**DIRECTIVE**
Format the lines from the one containing "Target: man's hair" through the end of the rows as a Markdown table with the columns Number and Row line, omitting blank lines.

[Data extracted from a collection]
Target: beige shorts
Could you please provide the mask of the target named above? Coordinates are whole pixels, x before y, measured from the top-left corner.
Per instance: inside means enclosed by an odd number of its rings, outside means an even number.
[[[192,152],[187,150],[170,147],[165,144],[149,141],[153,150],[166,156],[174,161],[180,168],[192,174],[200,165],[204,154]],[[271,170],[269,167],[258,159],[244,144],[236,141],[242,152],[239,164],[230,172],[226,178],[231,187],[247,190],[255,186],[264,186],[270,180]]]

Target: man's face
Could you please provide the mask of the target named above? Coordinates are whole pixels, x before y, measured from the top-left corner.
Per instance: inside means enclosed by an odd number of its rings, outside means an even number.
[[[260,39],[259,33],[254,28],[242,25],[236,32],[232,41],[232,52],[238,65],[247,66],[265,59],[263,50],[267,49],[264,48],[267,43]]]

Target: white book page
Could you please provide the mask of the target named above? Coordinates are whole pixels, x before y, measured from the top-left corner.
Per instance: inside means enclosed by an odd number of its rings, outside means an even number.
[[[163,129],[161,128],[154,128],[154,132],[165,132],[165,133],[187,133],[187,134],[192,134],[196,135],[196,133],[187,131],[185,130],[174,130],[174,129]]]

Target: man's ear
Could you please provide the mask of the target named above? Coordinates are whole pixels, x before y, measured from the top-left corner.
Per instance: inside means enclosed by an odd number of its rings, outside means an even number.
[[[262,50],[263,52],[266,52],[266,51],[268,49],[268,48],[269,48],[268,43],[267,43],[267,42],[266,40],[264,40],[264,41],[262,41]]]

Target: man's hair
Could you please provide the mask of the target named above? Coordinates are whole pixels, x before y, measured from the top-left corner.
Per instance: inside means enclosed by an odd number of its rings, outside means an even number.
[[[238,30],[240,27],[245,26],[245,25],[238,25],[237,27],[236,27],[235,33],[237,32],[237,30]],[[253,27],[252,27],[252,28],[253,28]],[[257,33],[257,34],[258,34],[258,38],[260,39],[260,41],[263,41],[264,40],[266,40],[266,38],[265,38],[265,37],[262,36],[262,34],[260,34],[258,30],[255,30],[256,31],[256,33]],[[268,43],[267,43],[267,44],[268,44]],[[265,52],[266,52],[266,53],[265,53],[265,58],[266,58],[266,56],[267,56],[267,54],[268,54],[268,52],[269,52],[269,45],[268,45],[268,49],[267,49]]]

**RESPONSE**
| Number | Row line |
|---|---|
| 1 | Target: man's hair |
| 2 | Could you please provide the mask of the target named above? Coordinates are whole pixels, x before y, measured from the top-left corner. |
| 3 | Per instance: inside means enclosed by an odd number of its rings, outside means an even number. |
| 4 | [[[238,30],[240,27],[245,26],[245,25],[238,25],[237,27],[236,27],[235,33],[237,32],[237,30]],[[253,27],[252,27],[252,28],[253,28]],[[257,33],[257,34],[258,34],[258,38],[260,39],[260,41],[263,41],[264,40],[266,40],[266,38],[265,38],[265,37],[262,36],[262,34],[260,34],[258,30],[255,30],[256,31],[256,33]],[[268,43],[267,43],[267,44],[268,44]],[[265,52],[266,52],[266,53],[265,53],[265,58],[266,58],[266,56],[267,56],[267,54],[268,54],[268,52],[269,52],[269,45],[268,45],[268,49],[267,49]]] |